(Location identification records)

◇ ◇ ◇ ◇ ◇

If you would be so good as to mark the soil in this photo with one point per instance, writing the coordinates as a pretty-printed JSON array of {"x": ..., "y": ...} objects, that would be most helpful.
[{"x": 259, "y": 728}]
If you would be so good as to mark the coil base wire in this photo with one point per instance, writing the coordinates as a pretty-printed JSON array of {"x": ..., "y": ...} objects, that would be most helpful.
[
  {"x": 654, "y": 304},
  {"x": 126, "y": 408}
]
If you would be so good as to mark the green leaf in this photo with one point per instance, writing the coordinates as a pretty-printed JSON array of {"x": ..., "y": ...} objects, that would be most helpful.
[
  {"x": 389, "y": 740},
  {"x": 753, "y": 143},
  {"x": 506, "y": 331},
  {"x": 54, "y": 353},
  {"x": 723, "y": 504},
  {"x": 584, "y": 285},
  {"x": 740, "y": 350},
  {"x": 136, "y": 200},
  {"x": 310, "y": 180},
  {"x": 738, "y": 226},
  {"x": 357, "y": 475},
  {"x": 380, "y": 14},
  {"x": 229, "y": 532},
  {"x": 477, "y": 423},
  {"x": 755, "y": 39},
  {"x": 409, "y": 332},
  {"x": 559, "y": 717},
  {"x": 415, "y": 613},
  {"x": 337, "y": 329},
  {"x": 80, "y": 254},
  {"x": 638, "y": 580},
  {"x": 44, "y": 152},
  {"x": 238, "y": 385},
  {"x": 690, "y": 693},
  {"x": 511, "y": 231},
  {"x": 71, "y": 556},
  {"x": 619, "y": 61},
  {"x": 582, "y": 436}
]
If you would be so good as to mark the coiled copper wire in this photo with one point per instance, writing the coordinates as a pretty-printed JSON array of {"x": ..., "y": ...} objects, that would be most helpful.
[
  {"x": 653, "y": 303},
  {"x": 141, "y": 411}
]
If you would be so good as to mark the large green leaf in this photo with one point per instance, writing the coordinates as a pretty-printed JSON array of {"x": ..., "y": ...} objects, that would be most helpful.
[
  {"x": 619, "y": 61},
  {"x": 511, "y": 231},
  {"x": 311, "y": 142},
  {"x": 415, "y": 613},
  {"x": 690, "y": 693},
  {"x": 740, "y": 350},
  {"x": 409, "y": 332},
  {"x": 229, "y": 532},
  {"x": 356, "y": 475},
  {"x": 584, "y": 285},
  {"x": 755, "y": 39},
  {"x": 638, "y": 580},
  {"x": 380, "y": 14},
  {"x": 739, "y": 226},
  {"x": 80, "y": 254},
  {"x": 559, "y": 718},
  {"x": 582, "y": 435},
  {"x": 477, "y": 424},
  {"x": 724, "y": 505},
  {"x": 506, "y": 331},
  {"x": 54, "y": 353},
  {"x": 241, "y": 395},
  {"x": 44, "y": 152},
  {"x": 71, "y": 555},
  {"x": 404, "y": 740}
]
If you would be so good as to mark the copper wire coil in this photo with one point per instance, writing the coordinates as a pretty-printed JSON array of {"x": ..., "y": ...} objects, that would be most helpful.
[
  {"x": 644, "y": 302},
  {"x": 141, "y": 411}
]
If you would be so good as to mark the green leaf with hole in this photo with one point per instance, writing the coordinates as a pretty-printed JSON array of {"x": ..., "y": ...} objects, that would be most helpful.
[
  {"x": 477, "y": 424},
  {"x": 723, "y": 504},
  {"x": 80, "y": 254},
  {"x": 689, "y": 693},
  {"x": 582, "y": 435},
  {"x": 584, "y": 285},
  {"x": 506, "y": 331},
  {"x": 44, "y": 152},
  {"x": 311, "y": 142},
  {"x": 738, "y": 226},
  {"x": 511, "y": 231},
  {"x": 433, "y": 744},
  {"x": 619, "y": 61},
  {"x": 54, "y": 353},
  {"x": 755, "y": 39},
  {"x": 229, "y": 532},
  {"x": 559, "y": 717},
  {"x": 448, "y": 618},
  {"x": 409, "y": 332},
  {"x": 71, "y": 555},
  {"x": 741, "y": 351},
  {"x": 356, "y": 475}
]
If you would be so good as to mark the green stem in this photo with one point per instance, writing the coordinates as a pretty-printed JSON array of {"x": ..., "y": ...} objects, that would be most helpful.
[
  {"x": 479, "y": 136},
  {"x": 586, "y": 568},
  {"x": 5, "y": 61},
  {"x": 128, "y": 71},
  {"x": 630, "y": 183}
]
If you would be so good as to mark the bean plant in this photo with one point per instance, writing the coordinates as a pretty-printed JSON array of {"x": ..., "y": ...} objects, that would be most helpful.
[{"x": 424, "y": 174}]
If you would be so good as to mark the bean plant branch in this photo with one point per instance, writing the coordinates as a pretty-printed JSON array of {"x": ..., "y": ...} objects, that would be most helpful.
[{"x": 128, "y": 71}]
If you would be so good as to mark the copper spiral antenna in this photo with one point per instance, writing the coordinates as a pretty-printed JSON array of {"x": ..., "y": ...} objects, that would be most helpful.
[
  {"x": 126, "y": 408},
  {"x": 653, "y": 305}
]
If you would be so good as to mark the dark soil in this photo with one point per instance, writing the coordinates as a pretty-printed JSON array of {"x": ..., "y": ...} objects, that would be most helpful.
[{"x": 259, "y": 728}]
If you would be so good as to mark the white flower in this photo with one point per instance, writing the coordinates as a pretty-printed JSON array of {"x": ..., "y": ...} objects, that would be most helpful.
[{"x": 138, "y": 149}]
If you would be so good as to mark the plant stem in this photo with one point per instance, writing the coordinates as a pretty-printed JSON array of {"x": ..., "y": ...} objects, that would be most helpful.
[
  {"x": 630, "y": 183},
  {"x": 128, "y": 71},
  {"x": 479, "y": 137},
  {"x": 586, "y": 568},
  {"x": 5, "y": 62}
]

◇ ◇ ◇ ◇ ◇

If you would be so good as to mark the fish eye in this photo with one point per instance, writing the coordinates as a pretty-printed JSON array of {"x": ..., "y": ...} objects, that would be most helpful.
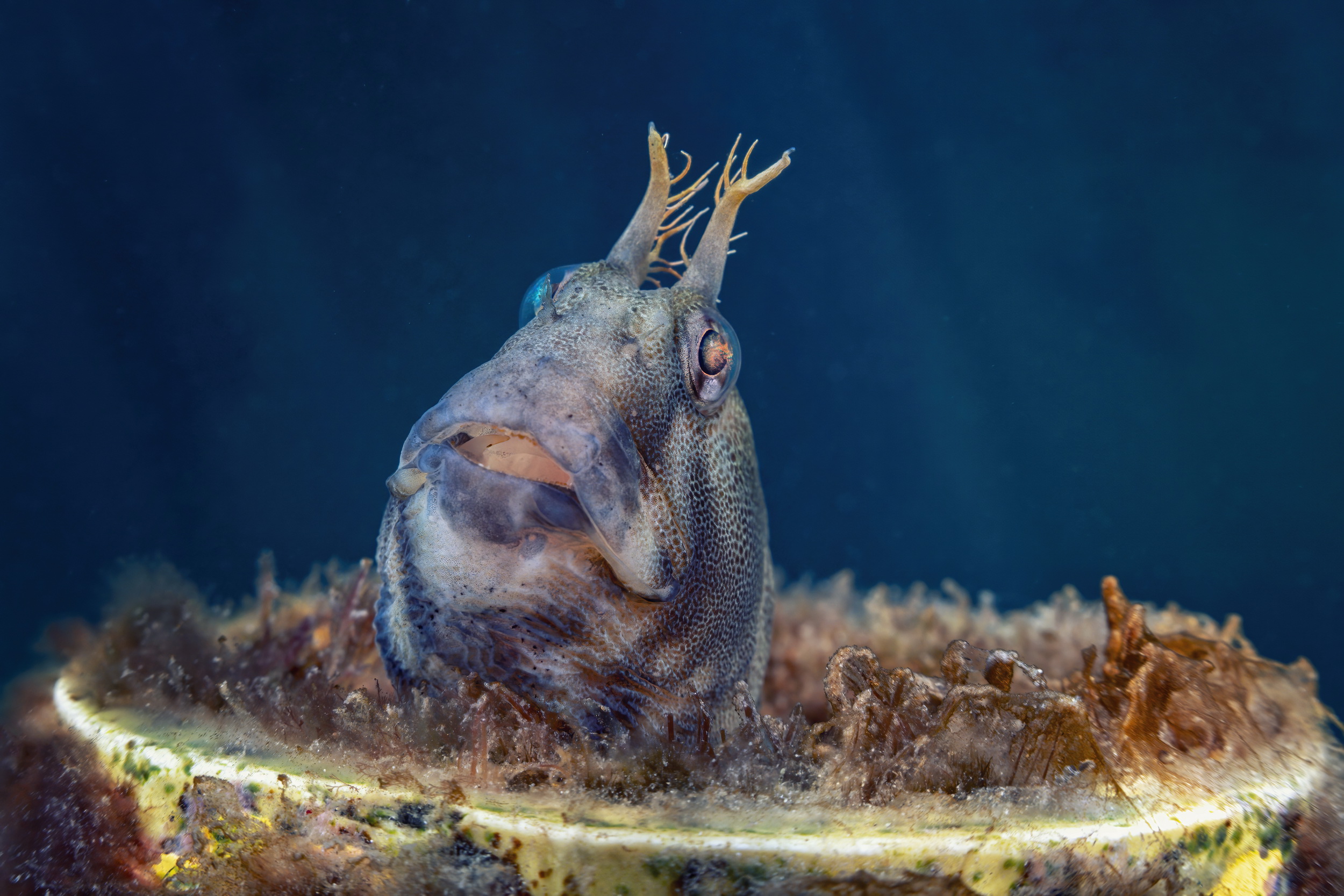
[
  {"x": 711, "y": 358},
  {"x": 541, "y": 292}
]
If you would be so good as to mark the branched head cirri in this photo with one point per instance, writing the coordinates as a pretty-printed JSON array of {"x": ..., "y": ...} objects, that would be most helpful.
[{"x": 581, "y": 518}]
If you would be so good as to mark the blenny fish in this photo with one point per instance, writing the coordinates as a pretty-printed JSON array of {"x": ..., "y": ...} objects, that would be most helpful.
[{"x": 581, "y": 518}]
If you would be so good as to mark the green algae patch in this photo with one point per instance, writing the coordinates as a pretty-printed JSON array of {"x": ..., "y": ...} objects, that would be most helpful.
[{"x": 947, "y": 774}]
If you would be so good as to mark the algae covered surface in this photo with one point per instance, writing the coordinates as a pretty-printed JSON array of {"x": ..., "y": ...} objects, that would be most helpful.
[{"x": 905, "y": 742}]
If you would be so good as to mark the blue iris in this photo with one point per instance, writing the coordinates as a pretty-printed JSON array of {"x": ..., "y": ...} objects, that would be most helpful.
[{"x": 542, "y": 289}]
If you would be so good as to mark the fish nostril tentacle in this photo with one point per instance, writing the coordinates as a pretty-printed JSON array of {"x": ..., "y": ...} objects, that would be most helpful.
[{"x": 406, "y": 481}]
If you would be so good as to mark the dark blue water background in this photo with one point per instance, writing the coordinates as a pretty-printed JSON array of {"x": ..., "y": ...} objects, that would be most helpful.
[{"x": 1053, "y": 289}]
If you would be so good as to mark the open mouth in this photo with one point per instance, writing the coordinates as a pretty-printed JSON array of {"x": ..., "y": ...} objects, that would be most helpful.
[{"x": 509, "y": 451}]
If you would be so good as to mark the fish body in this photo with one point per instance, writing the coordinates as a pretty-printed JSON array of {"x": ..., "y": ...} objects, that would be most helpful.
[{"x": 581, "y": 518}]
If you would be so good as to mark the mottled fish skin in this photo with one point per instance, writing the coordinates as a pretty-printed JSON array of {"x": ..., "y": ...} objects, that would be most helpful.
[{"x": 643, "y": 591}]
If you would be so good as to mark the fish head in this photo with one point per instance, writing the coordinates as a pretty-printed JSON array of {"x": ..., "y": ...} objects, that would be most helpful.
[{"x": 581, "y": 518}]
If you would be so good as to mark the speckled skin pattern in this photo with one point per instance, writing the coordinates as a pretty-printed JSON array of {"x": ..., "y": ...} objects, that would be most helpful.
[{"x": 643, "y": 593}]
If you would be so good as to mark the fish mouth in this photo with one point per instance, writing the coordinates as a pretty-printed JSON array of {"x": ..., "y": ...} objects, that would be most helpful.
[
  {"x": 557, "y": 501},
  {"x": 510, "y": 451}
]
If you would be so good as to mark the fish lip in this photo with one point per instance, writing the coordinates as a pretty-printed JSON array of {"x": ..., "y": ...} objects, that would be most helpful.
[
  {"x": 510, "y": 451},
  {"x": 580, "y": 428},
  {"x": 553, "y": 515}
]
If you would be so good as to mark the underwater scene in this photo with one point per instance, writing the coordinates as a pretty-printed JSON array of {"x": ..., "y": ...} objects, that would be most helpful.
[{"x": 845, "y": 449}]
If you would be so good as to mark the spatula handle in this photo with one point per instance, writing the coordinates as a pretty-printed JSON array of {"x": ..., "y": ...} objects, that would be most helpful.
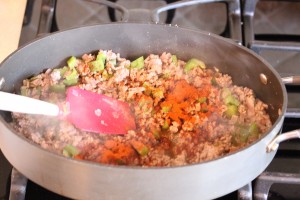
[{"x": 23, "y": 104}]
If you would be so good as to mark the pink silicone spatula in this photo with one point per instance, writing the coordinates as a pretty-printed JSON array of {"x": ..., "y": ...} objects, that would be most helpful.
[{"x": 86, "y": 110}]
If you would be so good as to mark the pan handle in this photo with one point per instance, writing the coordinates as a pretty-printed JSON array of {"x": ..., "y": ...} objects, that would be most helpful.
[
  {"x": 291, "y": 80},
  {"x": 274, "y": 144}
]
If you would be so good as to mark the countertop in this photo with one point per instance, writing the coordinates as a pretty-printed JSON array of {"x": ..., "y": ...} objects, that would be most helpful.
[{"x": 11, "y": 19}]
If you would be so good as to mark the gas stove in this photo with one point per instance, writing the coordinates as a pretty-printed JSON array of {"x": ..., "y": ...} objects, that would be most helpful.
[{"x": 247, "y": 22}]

◇ ◇ ◇ ◇ ◇

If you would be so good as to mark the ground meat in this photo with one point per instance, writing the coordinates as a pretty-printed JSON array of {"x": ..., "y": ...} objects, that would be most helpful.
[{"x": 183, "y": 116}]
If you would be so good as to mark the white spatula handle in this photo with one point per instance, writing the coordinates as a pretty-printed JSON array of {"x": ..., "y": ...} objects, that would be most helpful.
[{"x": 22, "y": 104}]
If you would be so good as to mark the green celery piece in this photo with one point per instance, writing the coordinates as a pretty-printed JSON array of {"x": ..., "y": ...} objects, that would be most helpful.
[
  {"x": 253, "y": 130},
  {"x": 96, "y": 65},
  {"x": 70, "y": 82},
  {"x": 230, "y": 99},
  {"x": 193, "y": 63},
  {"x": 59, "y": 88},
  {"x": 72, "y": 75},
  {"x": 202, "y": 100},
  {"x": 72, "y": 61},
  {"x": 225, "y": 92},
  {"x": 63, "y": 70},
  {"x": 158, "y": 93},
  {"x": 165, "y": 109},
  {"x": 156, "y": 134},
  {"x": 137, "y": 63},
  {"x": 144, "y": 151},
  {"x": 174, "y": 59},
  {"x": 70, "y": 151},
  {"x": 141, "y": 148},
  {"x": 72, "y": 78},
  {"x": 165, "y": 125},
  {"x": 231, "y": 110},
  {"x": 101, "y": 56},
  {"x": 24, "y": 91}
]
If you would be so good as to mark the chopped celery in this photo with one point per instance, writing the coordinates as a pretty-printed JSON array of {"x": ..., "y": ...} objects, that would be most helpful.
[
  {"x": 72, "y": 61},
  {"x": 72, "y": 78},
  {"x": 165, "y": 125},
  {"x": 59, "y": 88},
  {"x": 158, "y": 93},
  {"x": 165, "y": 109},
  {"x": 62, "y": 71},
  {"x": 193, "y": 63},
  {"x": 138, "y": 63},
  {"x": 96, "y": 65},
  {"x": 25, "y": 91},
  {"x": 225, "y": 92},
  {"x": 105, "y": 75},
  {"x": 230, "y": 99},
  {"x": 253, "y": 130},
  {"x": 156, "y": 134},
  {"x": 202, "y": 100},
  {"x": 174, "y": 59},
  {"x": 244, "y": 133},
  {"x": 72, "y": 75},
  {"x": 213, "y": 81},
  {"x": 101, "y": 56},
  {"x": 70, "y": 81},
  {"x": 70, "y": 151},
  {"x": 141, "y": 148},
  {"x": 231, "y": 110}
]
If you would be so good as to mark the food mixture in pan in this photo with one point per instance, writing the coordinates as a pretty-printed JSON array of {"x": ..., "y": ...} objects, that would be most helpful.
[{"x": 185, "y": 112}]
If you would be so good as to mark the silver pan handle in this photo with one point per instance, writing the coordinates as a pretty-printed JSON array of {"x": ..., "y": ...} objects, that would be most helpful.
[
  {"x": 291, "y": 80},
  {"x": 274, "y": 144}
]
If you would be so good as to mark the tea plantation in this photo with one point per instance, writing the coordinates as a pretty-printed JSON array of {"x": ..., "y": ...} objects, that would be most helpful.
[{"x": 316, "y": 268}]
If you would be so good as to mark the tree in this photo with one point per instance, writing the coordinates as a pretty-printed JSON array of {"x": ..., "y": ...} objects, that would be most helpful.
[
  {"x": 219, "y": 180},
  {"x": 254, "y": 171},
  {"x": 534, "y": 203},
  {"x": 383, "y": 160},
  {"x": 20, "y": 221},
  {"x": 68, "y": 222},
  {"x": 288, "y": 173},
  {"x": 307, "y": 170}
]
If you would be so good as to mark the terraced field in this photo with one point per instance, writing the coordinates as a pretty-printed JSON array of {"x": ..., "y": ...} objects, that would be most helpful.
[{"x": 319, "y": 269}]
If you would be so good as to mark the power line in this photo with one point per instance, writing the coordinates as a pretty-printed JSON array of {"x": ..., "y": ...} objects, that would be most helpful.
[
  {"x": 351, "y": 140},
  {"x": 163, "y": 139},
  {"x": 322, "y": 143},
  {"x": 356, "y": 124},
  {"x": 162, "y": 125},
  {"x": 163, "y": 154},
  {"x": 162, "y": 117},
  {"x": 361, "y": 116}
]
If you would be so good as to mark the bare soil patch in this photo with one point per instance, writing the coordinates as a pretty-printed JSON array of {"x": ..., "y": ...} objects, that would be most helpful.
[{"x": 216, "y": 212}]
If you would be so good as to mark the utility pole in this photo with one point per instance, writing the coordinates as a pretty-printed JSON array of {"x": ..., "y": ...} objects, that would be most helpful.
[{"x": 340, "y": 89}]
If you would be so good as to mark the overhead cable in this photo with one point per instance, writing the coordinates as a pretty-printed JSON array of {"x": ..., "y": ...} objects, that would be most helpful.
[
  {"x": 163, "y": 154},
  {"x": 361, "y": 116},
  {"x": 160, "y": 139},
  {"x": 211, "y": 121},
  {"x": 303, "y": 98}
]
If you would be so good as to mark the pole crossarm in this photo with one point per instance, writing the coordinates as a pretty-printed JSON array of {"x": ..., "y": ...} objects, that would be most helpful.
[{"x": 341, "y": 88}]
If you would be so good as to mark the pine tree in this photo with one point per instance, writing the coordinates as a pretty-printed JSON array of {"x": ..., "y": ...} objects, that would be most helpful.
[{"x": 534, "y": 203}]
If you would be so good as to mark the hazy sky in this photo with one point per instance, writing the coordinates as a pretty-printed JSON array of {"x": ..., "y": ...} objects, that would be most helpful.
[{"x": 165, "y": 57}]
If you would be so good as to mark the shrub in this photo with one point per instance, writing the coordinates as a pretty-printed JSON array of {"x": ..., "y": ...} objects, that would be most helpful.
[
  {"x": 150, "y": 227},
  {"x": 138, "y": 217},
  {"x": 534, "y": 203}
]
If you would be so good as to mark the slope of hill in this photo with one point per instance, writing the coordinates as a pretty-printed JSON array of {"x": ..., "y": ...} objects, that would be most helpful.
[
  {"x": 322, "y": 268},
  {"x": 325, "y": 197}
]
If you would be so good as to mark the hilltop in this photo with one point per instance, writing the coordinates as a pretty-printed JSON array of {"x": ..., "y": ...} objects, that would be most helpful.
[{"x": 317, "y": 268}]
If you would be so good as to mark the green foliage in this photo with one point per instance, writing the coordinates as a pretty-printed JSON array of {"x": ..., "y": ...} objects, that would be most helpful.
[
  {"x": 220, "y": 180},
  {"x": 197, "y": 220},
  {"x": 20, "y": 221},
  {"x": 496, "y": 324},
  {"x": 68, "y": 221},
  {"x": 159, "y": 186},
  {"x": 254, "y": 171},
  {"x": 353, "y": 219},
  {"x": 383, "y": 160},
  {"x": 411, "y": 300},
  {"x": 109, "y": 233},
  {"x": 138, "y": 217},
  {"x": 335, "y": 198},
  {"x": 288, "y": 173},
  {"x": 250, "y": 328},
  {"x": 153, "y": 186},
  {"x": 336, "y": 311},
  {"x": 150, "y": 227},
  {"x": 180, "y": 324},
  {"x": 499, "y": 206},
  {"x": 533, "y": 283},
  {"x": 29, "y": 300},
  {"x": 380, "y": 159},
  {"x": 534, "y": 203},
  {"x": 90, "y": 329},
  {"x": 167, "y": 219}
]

◇ ◇ ◇ ◇ ◇

TO DO — Count the lines in the records above that contain the string "bean", treating uppercase and lowercase as different. Give only the number.

EXPECTED OUTPUT — 2